Saved entries
===
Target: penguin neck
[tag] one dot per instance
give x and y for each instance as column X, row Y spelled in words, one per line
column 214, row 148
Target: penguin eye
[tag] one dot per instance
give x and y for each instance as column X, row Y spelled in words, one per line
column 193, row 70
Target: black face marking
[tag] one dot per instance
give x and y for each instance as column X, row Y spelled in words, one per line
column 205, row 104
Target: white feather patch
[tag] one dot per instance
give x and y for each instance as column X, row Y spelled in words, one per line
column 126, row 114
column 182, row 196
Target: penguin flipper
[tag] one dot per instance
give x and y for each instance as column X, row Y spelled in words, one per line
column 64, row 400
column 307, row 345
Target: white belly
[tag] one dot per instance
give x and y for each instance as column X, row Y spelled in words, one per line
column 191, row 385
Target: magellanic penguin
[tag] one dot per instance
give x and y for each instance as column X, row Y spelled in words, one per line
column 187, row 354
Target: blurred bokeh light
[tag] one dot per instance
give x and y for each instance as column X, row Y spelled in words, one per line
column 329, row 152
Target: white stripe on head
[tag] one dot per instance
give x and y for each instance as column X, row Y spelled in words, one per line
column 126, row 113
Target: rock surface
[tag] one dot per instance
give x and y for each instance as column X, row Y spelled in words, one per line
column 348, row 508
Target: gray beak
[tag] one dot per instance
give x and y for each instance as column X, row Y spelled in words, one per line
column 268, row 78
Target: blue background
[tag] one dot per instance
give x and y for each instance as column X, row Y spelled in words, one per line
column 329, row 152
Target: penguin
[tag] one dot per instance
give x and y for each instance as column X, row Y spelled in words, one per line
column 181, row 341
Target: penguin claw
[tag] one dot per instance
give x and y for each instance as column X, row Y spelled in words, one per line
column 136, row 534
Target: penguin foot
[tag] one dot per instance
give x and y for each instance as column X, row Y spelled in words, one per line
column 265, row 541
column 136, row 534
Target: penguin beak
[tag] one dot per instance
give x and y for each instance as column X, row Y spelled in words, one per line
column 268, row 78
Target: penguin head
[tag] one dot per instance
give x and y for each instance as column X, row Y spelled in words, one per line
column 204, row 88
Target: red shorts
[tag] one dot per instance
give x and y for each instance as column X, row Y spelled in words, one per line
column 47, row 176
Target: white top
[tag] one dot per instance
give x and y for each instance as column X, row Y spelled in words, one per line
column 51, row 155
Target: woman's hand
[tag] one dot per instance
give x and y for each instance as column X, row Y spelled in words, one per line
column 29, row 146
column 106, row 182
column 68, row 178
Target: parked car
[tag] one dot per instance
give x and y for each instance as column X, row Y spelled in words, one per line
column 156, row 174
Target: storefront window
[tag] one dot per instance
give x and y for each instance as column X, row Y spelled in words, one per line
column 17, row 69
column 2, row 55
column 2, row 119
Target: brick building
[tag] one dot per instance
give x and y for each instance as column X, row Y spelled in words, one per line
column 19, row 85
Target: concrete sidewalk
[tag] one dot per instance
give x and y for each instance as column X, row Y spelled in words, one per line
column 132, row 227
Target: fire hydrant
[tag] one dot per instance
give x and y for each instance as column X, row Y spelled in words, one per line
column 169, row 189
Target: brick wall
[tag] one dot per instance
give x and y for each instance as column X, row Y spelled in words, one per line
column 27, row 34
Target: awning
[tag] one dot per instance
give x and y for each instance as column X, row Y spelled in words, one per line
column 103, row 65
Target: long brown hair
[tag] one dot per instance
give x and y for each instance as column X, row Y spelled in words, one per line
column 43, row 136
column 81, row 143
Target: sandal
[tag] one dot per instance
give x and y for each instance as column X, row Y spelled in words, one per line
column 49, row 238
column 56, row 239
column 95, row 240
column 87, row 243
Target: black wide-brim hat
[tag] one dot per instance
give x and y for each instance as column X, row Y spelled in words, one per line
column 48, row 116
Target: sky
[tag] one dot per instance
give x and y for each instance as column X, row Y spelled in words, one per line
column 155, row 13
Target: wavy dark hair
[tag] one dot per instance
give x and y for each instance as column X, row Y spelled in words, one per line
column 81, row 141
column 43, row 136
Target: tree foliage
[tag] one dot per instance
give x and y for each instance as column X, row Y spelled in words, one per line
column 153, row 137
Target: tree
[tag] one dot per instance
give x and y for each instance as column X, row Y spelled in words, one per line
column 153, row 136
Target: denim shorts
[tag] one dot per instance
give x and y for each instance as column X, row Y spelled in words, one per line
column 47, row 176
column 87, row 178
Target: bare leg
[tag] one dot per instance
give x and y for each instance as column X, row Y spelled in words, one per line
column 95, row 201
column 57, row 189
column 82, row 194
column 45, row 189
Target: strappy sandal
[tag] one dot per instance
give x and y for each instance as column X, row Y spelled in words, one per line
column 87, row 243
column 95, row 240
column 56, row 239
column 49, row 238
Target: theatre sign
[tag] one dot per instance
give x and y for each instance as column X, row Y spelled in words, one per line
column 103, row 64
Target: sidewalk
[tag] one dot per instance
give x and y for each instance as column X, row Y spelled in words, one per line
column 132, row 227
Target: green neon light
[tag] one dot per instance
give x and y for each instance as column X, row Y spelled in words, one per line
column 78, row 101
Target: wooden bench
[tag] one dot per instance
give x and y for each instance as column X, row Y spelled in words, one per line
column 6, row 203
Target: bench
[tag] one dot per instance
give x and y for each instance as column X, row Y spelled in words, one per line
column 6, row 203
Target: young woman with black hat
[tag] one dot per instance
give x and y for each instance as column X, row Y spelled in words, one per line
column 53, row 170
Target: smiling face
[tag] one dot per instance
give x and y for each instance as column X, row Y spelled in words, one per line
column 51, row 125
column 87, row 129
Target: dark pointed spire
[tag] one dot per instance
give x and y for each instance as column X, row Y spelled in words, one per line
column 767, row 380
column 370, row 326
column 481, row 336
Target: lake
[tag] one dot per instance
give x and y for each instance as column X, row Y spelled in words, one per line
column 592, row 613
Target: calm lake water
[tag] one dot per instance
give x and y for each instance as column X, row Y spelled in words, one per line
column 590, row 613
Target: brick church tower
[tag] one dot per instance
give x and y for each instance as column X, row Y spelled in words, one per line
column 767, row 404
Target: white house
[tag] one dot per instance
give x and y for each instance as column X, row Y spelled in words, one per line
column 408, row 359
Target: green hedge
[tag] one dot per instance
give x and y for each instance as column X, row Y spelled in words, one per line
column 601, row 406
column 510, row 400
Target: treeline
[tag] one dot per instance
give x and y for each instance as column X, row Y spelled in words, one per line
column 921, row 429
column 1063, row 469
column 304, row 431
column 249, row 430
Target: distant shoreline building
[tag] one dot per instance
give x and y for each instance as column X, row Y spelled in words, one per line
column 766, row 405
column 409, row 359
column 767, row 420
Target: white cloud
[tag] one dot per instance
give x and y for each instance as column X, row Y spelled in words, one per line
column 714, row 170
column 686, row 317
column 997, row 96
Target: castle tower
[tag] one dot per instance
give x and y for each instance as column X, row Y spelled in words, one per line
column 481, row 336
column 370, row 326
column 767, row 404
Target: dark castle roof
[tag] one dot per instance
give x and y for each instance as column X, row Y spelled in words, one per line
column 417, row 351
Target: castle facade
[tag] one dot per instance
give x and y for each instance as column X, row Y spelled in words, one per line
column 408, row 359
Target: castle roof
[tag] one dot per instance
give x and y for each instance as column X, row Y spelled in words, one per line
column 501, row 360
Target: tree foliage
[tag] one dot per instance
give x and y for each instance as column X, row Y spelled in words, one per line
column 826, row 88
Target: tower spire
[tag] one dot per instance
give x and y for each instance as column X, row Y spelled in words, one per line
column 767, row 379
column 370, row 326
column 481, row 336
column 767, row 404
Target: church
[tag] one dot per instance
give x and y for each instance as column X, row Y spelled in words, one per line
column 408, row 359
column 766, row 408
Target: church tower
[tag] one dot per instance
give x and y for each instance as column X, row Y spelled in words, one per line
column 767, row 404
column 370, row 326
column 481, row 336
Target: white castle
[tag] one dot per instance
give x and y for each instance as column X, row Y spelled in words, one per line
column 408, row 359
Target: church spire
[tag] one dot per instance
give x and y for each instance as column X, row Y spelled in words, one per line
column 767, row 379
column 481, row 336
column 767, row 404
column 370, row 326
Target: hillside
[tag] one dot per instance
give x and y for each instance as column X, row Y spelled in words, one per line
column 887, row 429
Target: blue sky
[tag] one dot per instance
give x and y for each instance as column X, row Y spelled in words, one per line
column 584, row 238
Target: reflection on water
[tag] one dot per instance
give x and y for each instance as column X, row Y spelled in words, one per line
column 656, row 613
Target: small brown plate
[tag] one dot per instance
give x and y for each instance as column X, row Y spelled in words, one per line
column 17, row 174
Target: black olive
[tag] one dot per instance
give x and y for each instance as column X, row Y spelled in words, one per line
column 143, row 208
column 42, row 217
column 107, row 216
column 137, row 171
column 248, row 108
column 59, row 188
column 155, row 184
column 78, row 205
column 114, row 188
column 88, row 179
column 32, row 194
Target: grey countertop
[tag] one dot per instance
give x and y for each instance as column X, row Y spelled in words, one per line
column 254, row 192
===
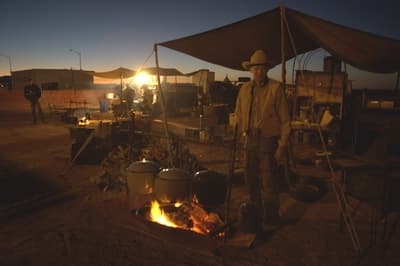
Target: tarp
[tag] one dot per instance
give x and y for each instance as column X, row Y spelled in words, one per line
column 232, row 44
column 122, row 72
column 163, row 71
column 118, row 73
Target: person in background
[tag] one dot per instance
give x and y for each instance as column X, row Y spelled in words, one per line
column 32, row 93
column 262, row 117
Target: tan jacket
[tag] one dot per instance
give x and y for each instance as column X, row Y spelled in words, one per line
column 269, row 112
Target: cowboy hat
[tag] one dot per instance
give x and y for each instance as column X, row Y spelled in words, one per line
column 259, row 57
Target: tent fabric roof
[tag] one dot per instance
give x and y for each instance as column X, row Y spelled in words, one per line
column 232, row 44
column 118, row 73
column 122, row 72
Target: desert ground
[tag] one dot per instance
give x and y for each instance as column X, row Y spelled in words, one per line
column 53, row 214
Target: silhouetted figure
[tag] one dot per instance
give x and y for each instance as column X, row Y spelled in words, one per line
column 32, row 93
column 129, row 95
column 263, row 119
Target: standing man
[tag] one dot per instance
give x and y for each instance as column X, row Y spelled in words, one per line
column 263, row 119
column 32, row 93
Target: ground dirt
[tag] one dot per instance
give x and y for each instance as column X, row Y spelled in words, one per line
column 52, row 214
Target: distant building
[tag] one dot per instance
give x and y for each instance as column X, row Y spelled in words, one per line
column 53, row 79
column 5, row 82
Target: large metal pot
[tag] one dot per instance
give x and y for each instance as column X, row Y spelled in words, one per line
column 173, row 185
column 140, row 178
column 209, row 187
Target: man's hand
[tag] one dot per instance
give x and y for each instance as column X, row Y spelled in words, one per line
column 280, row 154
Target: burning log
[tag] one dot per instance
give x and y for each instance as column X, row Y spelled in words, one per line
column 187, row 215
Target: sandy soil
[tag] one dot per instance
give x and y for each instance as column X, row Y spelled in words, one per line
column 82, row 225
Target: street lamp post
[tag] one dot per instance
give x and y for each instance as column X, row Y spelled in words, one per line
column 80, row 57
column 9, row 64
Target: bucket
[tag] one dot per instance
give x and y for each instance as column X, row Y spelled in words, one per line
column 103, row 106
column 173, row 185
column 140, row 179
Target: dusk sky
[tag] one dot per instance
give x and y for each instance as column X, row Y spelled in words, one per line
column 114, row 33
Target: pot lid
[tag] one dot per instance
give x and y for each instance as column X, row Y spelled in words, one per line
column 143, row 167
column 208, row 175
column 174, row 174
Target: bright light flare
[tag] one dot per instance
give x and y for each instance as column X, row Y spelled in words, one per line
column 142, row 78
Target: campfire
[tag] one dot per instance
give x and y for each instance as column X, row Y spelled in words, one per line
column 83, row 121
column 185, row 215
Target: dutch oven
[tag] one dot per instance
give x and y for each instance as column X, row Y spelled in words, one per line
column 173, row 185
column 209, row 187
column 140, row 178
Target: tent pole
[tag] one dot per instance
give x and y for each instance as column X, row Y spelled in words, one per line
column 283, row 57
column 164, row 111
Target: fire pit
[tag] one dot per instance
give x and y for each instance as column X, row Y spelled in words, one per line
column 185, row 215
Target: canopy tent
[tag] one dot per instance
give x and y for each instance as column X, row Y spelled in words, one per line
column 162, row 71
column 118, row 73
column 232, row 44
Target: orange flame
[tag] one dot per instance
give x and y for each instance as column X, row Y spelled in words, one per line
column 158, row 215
===
What the task requires: Provide only the number of lines in the entries that hold the word "shorts".

Answer for the task: 2